-- START Data in this exercise --
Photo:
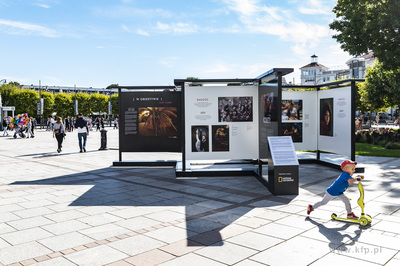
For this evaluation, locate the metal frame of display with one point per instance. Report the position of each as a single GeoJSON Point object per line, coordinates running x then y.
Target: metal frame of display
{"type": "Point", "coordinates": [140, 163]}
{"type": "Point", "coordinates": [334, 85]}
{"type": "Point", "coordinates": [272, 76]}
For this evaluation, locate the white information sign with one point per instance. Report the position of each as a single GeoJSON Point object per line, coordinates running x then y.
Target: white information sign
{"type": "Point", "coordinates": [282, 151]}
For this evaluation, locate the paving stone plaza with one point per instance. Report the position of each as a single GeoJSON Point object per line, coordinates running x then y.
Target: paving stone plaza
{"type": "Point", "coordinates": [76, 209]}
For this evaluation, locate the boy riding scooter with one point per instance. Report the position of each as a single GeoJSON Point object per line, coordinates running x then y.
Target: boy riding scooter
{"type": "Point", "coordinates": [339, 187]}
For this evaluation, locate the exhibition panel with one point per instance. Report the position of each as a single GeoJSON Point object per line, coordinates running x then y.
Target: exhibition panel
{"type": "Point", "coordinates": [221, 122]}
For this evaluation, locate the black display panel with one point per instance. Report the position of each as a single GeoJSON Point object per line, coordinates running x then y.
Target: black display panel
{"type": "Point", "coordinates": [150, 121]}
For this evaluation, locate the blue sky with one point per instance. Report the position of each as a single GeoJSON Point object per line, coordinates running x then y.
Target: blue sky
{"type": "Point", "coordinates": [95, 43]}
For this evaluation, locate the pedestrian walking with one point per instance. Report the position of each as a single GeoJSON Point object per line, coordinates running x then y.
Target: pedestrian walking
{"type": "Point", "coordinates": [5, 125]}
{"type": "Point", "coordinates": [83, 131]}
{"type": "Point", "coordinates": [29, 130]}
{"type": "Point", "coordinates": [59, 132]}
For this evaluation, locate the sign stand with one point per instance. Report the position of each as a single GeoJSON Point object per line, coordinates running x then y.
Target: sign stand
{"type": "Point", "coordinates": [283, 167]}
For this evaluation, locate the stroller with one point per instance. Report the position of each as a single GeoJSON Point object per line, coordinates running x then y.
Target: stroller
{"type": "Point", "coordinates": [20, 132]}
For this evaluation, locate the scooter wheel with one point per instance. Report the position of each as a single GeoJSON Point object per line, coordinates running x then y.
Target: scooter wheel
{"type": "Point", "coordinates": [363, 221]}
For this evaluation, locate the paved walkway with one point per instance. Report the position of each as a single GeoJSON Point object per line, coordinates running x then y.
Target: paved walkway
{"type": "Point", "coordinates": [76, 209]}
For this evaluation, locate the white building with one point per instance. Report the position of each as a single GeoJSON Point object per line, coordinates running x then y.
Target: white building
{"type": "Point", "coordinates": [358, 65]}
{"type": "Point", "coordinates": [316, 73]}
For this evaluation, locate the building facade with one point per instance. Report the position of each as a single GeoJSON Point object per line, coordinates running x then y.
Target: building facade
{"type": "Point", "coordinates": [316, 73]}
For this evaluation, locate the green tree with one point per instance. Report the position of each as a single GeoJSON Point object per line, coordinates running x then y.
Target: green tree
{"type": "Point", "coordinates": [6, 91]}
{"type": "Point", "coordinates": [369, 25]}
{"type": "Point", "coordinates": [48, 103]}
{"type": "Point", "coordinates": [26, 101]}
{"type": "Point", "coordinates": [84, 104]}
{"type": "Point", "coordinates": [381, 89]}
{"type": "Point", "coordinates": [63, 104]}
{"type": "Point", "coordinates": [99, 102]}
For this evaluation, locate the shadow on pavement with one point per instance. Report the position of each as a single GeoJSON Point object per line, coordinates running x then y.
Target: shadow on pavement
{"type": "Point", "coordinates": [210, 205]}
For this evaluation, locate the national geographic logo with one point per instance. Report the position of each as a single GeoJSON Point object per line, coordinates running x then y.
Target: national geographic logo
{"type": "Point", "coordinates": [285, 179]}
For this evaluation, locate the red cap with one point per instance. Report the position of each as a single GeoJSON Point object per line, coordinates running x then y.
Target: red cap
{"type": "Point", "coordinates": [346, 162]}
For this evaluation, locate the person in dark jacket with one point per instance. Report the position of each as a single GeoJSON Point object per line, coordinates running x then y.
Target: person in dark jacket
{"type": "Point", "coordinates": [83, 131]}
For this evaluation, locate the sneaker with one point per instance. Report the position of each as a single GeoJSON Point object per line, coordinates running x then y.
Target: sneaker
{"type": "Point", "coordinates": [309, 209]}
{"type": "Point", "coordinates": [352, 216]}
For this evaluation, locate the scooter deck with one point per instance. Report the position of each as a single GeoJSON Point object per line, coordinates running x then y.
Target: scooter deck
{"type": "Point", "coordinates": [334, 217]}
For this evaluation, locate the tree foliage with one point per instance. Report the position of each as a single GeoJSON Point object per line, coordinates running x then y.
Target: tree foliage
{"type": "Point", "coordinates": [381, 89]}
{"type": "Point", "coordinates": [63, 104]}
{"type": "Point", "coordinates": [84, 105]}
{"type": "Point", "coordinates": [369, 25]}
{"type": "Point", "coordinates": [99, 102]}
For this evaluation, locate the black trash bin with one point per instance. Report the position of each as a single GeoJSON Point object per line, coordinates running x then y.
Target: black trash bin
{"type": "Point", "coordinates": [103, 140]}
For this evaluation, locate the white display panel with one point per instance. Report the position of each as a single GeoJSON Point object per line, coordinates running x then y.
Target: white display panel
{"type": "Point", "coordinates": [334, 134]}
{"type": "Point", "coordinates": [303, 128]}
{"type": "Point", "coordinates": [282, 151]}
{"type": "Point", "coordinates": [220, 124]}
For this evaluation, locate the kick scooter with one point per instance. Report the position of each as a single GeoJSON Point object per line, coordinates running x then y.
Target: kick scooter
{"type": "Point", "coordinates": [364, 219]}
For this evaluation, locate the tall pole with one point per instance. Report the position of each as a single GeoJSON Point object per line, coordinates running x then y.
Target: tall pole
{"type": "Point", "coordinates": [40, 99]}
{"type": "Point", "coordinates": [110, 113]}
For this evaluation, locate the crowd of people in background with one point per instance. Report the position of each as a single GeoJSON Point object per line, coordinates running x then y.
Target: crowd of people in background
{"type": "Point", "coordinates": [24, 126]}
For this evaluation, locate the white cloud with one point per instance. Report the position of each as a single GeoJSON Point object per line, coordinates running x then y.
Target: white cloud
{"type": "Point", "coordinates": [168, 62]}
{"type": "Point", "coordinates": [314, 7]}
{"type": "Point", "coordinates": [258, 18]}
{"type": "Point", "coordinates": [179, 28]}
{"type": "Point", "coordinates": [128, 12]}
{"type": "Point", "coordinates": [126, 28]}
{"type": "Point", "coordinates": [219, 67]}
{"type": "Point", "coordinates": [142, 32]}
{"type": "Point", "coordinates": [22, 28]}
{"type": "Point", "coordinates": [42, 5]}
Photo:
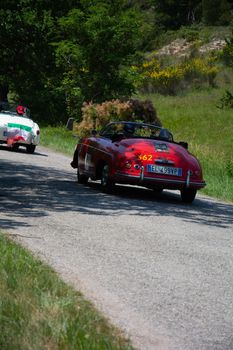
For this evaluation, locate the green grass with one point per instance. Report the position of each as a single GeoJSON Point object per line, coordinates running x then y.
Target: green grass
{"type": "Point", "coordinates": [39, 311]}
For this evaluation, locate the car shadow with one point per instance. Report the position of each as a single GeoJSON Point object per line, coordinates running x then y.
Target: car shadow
-- END Data in this exercise --
Quote verbatim the lines that start with the one containing "For this evaluation, locate the crowd" and continue through the one containing "Target: crowd of people in background", including both of those lines.

- Full output -
For this evaluation, locate the crowd of people in background with one point per instance. Report the position of each as a single GeoJSON Point object per line, coordinates running x then y.
Target: crowd of people in background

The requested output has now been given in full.